Using the information:
[1] Which virus designations are named in the paragraph on virus replication in VerodogSLAMtag cells?
[2] In the paragraph on virus replication in VerodogSLAMtag cells, rewrite the part from "In VerodogSLAMtag cells, all" up to and including "the viral context.", replacing "syncytia" with "multinucleated giant cells".
[3] Can you carry on the paragraph on virus replication in VerodogSLAMtag cells from the point where it stops?

** Text provided follows **

In VerodogSLAMtag cells, all viruses were released with an efficiency similar to the parental 58ΔF106 (Fig. 3B), while their cell-associated titers were up to 1 log higher, with 58MΔ1–335 and 58MΔ1–174 reaching significantly (p<0. 01) higher titers (Fig. 3C). Similar plaque morphology was observed for 58ΔF106 and 58MΔ174–396 (Fig. 3D), while syncytia produced by the other two viruses were larger, correlating with the observed increase in cell-associated titers. The increased replication efficiency and syncytia size of the viruses lacking the first part of the M 3′ UTR sequence indicates that the specific sequence of this region contributes to its function in the viral context.

** End of Text provided **
** Dataset entries follows **

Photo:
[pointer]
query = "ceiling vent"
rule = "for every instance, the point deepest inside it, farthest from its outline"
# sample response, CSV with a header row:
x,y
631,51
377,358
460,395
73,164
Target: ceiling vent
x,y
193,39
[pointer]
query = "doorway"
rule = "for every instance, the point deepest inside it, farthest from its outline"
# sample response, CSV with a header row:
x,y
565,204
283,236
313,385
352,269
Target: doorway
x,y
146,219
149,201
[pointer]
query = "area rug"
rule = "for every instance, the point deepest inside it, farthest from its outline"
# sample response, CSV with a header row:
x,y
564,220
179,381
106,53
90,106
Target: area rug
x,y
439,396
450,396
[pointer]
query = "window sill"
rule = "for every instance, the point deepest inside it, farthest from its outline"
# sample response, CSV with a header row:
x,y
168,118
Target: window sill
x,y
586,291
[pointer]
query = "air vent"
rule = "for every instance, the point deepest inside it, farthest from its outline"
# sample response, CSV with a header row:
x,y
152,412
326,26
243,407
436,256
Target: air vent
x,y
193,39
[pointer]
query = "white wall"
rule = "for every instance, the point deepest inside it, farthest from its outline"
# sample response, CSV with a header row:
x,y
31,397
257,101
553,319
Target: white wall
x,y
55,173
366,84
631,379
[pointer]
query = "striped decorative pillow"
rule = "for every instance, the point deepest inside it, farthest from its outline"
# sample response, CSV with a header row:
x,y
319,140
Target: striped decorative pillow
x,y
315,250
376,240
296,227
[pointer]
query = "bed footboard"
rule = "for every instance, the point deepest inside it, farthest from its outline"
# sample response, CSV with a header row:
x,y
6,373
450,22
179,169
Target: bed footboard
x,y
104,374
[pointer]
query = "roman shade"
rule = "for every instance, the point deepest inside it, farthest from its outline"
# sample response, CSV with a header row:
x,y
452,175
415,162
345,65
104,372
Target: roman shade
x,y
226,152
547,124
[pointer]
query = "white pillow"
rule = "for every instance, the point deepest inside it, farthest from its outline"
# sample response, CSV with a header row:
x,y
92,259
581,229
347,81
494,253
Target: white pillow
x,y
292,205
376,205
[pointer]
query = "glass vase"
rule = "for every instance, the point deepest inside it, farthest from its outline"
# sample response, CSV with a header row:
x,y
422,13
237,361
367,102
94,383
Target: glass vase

** End of Dataset entries **

Your responses:
[1] 58ΔF106, 58MΔ1–335, 58MΔ1–174, 58MΔ174–396

[2]
In VerodogSLAMtag cells, all viruses were released with an efficiency similar to the parental 58ΔF106 (Fig. 3B), while their cell-associated titers were up to 1 log higher, with 58MΔ1–335 and 58MΔ1–174 reaching significantly (p<0. 01) higher titers (Fig. 3C). Similar plaque morphology was observed for 58ΔF106 and 58MΔ174–396 (Fig. 3D), while multinucleated giant cells produced by the other two viruses were larger, correlating with the observed increase in cell-associated titers. The increased replication efficiency and multinucleated giant cells size of the viruses lacking the first part of the M 3′ UTR sequence indicates that the specific sequence of this region contributes to its function in the viral context.

[3]
The M 3′ UTR does not affect overall viral gene expression

Since we had previously observed that truncation of the F portion of the variable M-F region leads to an increase in F transcription and translation, we next examined whether the truncations in the M region would alter transcription of either upstream or downstream genes. Total RNA isolated from VerodogSLAMtag cells infected with a MOI of 1 was extracted and transferred onto nitrocellulose membranes. Membranes were hybridized with DIG-labeled DNA probes specific to N, P, M and F mRNAs (Fig. 4A). The mean P/N, M/N and F/N ratio of the parental 58ΔF106 and the other three recombinants was not significantly different. Western blot analysis of the corresponding proteins harvested 18 h after infection revealed some variability but no significant difference in M or F expression for any of the mutants compared to 58ΔF106 (Fig. 4B), indicating that alterations in the M 3′ UTR do not dramatically influence viral protein expression.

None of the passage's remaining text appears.